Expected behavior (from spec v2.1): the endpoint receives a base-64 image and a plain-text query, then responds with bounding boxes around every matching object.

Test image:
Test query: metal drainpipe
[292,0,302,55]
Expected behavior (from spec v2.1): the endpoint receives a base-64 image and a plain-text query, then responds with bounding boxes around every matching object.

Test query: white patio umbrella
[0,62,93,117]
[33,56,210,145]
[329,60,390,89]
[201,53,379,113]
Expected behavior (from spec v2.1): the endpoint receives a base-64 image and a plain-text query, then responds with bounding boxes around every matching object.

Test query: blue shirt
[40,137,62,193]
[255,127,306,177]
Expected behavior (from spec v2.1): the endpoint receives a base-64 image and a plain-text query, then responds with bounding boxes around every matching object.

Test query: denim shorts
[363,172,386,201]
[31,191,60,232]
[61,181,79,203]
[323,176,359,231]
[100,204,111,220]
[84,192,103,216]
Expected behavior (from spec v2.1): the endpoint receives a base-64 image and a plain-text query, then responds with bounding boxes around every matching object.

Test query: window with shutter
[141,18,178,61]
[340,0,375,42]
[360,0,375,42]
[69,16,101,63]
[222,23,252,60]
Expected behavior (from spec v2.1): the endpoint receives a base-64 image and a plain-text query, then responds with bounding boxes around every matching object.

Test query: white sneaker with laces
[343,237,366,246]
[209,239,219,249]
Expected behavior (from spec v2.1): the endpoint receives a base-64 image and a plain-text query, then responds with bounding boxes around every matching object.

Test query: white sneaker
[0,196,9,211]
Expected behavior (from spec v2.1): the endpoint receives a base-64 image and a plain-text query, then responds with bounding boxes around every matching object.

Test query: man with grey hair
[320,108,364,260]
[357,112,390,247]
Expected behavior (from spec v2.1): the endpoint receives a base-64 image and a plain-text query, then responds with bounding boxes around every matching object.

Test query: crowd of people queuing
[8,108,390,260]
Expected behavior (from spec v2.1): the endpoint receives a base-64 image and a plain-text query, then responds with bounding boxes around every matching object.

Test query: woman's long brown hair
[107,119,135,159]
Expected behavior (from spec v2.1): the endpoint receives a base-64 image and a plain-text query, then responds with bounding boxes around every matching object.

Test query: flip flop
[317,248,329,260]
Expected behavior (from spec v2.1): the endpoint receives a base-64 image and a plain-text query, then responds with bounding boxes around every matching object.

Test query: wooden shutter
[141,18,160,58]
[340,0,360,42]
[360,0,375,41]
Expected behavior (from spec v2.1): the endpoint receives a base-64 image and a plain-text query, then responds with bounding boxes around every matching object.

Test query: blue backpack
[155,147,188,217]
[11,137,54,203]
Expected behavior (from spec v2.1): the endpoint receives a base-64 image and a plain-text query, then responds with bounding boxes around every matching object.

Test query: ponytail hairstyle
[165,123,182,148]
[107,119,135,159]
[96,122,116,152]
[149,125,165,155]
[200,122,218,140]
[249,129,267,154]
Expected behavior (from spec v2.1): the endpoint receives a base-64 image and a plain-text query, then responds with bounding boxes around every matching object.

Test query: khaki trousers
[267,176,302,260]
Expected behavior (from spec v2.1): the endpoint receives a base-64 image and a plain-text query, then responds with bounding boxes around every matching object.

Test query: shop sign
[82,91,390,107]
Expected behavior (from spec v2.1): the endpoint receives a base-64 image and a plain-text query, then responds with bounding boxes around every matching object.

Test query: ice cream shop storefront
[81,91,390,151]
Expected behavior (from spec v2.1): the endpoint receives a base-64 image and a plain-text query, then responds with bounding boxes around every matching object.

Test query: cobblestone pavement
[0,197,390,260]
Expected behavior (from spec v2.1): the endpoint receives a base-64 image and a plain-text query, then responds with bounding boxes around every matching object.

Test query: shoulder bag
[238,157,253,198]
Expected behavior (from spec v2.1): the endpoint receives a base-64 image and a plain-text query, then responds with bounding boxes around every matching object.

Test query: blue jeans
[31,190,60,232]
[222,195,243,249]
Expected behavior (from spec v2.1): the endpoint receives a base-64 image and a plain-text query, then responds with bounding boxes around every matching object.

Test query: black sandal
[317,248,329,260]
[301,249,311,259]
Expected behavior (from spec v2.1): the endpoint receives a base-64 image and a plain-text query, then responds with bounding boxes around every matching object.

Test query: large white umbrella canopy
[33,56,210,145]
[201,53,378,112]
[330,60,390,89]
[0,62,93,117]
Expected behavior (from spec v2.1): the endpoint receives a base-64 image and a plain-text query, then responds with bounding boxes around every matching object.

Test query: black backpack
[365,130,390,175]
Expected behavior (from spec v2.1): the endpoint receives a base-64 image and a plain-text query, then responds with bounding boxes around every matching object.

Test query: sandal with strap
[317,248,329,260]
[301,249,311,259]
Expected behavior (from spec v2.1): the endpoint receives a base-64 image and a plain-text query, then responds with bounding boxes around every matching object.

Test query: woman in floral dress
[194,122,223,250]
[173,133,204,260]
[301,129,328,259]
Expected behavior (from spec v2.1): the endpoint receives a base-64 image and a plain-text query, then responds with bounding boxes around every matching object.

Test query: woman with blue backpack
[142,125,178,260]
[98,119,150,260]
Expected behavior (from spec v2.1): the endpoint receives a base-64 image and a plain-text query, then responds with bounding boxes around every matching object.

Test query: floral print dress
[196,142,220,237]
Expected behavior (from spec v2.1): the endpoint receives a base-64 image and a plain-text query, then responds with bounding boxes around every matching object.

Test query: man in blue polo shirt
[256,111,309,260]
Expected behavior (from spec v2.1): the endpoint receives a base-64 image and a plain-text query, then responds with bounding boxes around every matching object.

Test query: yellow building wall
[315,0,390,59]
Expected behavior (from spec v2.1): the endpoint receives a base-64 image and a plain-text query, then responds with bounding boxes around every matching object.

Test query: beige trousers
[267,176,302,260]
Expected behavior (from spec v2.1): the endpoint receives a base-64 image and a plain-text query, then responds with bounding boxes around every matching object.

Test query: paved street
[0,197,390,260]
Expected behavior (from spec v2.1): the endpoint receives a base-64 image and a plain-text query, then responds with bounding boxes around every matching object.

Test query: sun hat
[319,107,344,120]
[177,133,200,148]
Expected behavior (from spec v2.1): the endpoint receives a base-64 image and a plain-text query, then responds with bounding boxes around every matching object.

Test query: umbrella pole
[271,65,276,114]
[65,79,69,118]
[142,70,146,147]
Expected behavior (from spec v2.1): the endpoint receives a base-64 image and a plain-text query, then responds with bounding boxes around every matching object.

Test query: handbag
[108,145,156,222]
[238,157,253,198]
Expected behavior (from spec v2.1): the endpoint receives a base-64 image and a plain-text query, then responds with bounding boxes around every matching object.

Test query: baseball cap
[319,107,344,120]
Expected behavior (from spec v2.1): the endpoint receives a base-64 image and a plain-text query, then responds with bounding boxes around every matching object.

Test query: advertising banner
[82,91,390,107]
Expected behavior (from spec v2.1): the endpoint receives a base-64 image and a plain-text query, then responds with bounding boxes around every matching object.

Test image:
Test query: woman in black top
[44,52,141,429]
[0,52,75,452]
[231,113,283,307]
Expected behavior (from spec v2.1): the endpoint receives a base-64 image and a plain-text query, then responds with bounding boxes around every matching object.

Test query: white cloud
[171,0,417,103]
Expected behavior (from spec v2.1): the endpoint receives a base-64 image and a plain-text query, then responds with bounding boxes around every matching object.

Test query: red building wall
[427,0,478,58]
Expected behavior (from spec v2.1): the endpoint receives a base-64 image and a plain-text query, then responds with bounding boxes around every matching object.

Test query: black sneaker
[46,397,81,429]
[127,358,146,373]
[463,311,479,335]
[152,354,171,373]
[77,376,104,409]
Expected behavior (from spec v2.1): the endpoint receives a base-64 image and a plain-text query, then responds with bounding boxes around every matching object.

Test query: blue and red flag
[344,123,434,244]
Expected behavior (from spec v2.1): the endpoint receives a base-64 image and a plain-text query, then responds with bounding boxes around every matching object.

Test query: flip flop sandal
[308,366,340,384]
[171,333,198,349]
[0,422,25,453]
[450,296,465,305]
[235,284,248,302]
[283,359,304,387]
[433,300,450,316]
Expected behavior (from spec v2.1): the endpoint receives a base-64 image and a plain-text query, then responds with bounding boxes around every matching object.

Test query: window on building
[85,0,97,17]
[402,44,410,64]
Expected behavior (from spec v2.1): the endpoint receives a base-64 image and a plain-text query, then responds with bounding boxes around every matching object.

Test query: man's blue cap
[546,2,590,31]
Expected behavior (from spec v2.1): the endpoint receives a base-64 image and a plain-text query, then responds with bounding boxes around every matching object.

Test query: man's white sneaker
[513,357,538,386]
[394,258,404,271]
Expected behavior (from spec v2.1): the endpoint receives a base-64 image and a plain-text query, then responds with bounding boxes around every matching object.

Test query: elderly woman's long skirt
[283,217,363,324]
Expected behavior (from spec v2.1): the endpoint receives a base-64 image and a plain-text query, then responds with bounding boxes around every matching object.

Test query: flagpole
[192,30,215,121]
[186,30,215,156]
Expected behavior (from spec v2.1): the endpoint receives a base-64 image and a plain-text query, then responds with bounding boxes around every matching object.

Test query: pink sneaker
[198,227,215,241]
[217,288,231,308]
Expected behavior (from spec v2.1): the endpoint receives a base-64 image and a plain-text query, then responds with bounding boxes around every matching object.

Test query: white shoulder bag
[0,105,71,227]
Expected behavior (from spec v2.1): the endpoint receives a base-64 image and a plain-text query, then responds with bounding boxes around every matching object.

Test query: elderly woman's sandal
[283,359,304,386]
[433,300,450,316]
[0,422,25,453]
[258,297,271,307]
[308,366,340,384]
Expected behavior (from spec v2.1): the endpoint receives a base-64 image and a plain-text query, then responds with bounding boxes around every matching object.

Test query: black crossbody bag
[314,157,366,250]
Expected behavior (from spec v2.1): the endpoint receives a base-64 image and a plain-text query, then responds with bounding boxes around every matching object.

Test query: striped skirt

**GIVEN PROBLEM**
From the rows above, extract every line that contains the word "dress".

**RESPONSE BELOW**
Test query: woman in floral dress
Test query: floral print dress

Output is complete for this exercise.